> [EXERCISE] Please copy the rows below verbatim, starting at the line that contains "hatchback accordingly, writing one line per instance." and continuing through the final row.

▽

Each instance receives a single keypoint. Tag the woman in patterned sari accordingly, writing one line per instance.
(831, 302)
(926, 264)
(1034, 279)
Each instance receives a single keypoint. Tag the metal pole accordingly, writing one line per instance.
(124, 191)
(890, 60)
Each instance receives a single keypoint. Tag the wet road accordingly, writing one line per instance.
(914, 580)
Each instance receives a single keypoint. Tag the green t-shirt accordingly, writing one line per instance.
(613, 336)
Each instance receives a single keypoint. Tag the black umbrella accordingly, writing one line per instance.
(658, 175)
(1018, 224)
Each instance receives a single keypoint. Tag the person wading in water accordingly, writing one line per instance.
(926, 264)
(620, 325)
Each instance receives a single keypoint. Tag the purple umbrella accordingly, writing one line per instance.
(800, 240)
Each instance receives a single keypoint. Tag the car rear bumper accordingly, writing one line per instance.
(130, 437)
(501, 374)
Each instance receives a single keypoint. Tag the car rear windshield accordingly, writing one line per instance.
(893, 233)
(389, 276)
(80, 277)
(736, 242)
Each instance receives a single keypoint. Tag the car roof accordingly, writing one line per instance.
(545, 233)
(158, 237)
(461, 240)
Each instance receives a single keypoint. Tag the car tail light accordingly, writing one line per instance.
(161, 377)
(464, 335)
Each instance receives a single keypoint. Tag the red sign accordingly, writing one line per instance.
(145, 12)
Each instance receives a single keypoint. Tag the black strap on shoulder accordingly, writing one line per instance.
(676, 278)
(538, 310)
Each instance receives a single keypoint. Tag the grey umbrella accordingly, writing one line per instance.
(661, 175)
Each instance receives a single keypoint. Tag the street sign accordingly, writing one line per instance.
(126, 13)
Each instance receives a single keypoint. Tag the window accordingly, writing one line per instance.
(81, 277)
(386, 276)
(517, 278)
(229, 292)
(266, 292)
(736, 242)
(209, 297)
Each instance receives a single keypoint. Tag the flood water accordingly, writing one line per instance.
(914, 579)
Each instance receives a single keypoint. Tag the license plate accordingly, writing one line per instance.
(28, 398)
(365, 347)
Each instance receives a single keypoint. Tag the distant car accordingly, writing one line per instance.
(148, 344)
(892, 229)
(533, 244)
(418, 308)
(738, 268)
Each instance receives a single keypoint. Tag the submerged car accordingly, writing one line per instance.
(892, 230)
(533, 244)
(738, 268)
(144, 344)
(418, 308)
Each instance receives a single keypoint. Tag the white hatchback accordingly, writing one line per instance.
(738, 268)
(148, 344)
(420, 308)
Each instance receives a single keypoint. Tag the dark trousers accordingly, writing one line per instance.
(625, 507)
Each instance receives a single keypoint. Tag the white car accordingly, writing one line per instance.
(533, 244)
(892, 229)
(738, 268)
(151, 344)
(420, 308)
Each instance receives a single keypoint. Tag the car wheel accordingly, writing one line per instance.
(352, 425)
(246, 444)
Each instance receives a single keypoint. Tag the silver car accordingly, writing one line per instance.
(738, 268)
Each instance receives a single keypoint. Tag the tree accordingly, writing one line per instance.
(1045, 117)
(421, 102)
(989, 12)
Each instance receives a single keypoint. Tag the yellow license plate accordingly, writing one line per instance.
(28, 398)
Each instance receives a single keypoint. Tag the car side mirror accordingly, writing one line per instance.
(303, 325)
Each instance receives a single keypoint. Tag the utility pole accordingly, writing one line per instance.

△

> [RESULT OF THIS TASK]
Each instance receives a single keypoint. Tag the white hatchback accordingly, writing one line per instance.
(738, 268)
(148, 344)
(420, 308)
Each instance receives a single keypoint. Tag the dark trousers accordingly, writing one line per instance.
(625, 507)
Each instance receives a single keypoint. Tag the white car accordingly, writing one line per instance.
(533, 244)
(892, 229)
(738, 268)
(151, 344)
(420, 308)
Each instance receives a single keypoint. Tag the car wheel accordingly, writing one line per instance.
(352, 425)
(246, 444)
Each instance receives a single keypoint. Tag the silver car accordingly, writing one line per instance.
(738, 268)
Each instance receives a single keypoint. Tag the tree accordingly, writing one line per instance.
(1045, 117)
(421, 102)
(989, 12)
Each instance receives a single keypoint. Tag the yellow license plate accordingly, writing one line per instance.
(28, 398)
Each instance receives a single keypoint. Tag the car side mirror accordingly, writing one line per instance.
(303, 325)
Each instance receives a single keypoint. Tag the utility pole accordingly, writing one line per instance.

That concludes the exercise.